● **Work to complete**
Please copy out each entry, word for word.

(Saved entries)
:::

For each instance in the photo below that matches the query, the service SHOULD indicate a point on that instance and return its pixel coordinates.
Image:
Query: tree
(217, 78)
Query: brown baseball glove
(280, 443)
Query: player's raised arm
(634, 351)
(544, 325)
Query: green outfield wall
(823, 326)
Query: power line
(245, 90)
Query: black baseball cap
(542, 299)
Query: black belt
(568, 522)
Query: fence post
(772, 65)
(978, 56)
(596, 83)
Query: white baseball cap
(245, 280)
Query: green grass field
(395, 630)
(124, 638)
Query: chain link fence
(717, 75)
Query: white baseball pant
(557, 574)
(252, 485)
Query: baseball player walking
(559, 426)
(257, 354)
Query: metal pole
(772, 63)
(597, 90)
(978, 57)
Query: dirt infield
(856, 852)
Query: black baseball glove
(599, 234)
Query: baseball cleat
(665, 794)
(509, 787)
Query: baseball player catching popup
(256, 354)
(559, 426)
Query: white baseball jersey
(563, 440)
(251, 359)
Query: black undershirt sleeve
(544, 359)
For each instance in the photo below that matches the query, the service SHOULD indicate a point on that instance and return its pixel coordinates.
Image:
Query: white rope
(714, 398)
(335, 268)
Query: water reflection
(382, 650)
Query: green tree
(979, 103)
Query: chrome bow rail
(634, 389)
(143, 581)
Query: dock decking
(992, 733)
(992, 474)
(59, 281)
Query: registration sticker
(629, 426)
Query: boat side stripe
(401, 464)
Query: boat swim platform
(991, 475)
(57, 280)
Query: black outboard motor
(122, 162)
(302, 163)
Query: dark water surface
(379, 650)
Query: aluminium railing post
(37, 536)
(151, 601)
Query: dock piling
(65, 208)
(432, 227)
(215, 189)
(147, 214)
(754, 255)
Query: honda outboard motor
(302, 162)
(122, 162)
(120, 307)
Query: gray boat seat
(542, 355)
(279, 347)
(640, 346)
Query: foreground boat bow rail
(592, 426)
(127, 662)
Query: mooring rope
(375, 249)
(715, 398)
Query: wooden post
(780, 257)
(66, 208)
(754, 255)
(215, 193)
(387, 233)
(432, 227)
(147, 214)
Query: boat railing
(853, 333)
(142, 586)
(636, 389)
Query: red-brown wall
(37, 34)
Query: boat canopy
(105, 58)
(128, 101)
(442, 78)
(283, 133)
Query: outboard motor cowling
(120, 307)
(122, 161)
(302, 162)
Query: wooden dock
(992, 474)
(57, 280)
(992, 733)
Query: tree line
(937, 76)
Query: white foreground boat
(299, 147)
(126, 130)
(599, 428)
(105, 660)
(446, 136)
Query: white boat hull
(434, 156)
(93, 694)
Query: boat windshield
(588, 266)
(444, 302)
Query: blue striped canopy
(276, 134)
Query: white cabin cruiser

:::

● **Solved exercise**
For each instance in the photo below that matches the query, the service SHOULD indicate a point on that instance and return its pixel coordinates.
Image:
Query: tree
(217, 78)
Query: brown baseball glove
(280, 443)
Query: player's raised arm
(634, 351)
(544, 325)
Query: green outfield wall
(823, 326)
Query: power line
(245, 90)
Query: black baseball cap
(542, 299)
Query: black belt
(568, 522)
Query: fence post
(772, 65)
(978, 56)
(596, 83)
Query: white baseball cap
(245, 280)
Query: green grass field
(395, 630)
(124, 638)
Query: chain link fence
(717, 75)
Query: white baseball pant
(557, 574)
(252, 485)
Query: baseball player walking
(559, 426)
(257, 354)
Query: metal pole
(772, 63)
(597, 90)
(978, 57)
Query: dirt infield
(856, 852)
Query: black baseball glove
(599, 234)
Query: baseball cleat
(665, 794)
(509, 787)
Query: baseball player catching popup
(256, 354)
(559, 426)
Query: white baseball jersey
(563, 440)
(251, 359)
Query: black undershirt sleeve
(544, 359)
For each instance in the photo below that matches the query, the service SHOULD indicate a point on that instance and return its pixel coordinates.
Image:
Query: white rope
(714, 398)
(335, 268)
Query: water reflection
(382, 650)
Query: green tree
(979, 103)
Query: chrome bow rail
(634, 389)
(143, 581)
Query: dock decking
(992, 733)
(992, 474)
(59, 281)
Query: registration sticker
(629, 426)
Query: boat side stripe
(401, 464)
Query: boat swim platform
(991, 475)
(57, 280)
Query: black outboard motor
(122, 162)
(302, 163)
Query: dark water surface
(379, 650)
Query: aluminium railing post
(37, 536)
(151, 601)
Query: dock piling
(65, 208)
(432, 227)
(215, 189)
(147, 214)
(754, 255)
Query: honda outboard motor
(302, 162)
(122, 162)
(120, 307)
Query: gray boat seat
(542, 355)
(279, 347)
(640, 346)
Query: foreground boat bow rail
(592, 426)
(127, 662)
Query: mooring rope
(375, 249)
(715, 398)
Query: wooden post
(780, 257)
(66, 208)
(754, 255)
(215, 193)
(387, 233)
(432, 227)
(147, 214)
Query: boat railing
(853, 333)
(142, 586)
(636, 389)
Query: red-brown wall
(37, 34)
Query: boat canopy
(105, 58)
(128, 101)
(442, 78)
(283, 133)
Query: outboard motor cowling
(120, 307)
(122, 161)
(302, 162)
Query: wooden dock
(992, 474)
(57, 280)
(992, 733)
Query: tree line
(937, 76)
Query: white foreground boat
(299, 147)
(126, 130)
(599, 428)
(105, 660)
(446, 136)
Query: white boat hull
(434, 156)
(93, 694)
Query: boat windshield
(588, 266)
(444, 302)
Query: blue striped canopy
(276, 134)
Query: white cabin cruiser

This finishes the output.